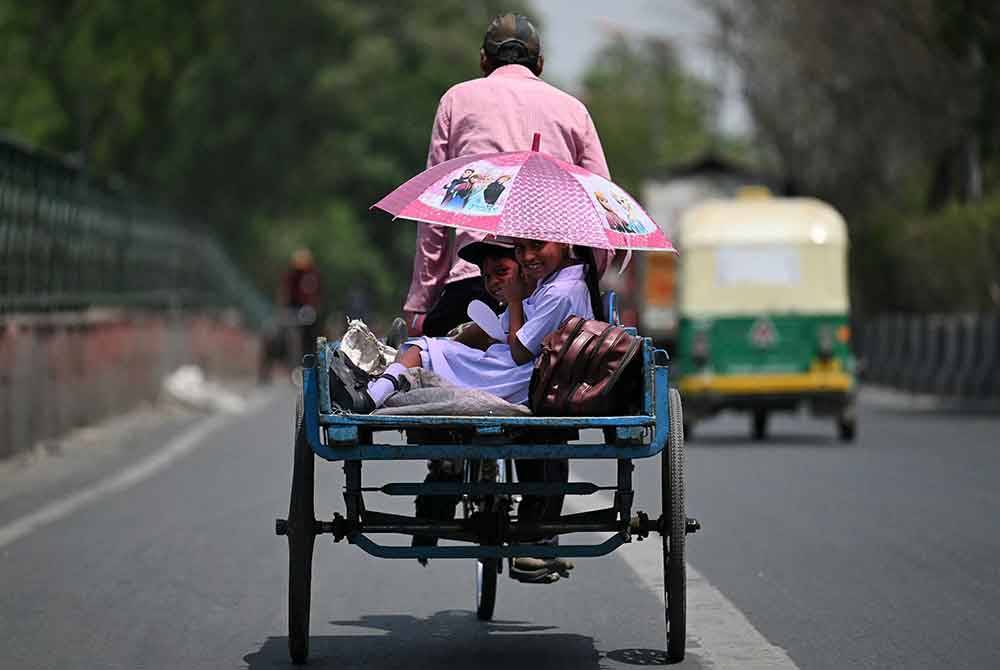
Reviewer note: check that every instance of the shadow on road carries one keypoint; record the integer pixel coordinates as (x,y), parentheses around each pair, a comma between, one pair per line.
(448,639)
(743,441)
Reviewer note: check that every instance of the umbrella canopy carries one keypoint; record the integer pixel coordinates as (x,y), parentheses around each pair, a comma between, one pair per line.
(527,194)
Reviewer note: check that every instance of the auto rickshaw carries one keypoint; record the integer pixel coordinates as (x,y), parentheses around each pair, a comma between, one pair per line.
(764,311)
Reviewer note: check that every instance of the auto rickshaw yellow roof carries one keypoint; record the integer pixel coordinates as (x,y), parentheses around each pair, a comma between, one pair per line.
(762,220)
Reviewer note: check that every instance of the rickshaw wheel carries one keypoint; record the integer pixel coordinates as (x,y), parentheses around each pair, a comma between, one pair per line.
(487,569)
(759,425)
(486,587)
(301,535)
(674,571)
(846,429)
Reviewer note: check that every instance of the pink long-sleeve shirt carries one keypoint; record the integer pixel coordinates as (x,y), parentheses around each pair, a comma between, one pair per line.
(501,112)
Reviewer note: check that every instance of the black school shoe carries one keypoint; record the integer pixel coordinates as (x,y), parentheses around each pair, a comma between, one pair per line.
(349,386)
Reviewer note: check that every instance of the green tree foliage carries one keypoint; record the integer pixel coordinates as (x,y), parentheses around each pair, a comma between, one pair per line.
(273,124)
(889,109)
(648,111)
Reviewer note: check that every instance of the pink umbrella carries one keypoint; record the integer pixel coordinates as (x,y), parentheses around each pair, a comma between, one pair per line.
(527,194)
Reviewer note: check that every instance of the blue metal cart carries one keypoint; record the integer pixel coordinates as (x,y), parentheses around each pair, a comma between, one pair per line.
(489,530)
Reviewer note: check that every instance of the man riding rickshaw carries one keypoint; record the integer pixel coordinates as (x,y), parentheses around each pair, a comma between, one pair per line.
(764,311)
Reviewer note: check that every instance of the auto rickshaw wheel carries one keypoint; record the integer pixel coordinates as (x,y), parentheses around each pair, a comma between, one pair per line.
(847,422)
(759,425)
(846,428)
(301,536)
(674,570)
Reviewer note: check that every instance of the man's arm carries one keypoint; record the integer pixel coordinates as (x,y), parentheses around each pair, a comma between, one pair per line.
(590,156)
(431,262)
(590,153)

====

[WHAT IS NEEDED]
Render all the items above as a two-column CSV with the header text,points, giving one row per reviewer note: the note goes in the text field and its coordinate pairs go in the points field. Wrap each field in double quotes, replace line breaks with spaces, and leave the pictures out.

[FULL SOLUTION]
text,points
"Reviewer note: check that every instance of the shadow on road carries one keypoint; record the integer pixel coordinates as (x,y), parentheses around each pair, a comma between, one pair per line.","(448,639) (743,441)"
"Reviewer note: check that every instance of the umbrella canopy carries one keypoint; record the integer pixel coordinates as (x,y), parentheses around each pair, a comma between, one pair per line.","(527,194)"
"Reviewer note: check that every instance of the auto rickshaw carries one keypoint; record the integer pixel coordinates as (x,y), parentheses around each pair, a comma between, one pair per line.","(764,311)"
"Reviewer note: check that every instance of the auto rickshaw yellow roof carries one keypoint; record the integer pixel coordinates as (x,y), parentheses around each pair, a comma between, one pair per line.","(762,220)"
"Reviewer note: check that every instance of the rickshaw wheel carries one keypoint; record the integer pixel coordinates as (x,y), parentheses around each pair, a comma between, one pair per line.","(487,569) (759,425) (486,587) (301,535) (674,571) (846,429)"
"Reviewer note: check that every instance of the pink long-sleeve shirt carries one keypoint; record the integer pixel coordinates as (x,y), parentheses around each pair, a comma between, one pair per line.","(501,112)"
"Reviewer note: check that every instance of the black school shoe carries one keypoint; record the integer pixel coordinates as (x,y), parentheses around each pair, a comma between, one pair per line.","(349,386)"
"Reviewer note: check that every instance of the green tree foliage carries one keypoint; record the integer pixel coordinates as (x,y), parentheses around each pair, a comma between, one pair per line.","(273,124) (889,109) (648,111)"
"Reviewer note: check that every instance of the pink umbrella carries one keypoint; record the integer pixel coordinates as (x,y), parentheses around each pair, a comma between, one pair per line.","(527,194)"
"Reviewer note: check that every instance of the blue metal cart carries one keypoint; record the integer pixel coordinates as (x,y), parentheses around each pair, a comma between, one pair per line.","(489,530)"
"Reviewer note: check that every instance of the man riding rickshaw carries one keypoint; record the integer pixel coordinates as (x,y), parentheses around each pair, a comma between, one pair per line.","(764,311)"
"Reviewer note: check that every instance of the auto rickshaw wheel carries one keypoint; record the integer pixel coordinates as (x,y), parentheses around each pair, a comma between, one pair per line.","(847,422) (759,425) (846,428) (301,536) (674,570)"
"Reviewer note: check that every instance of the man's arm carries one keypoint; record the integer pixel coordinates as (x,y), parentheses around each pair, a comma between, one pair per line.","(590,156) (431,262) (590,153)"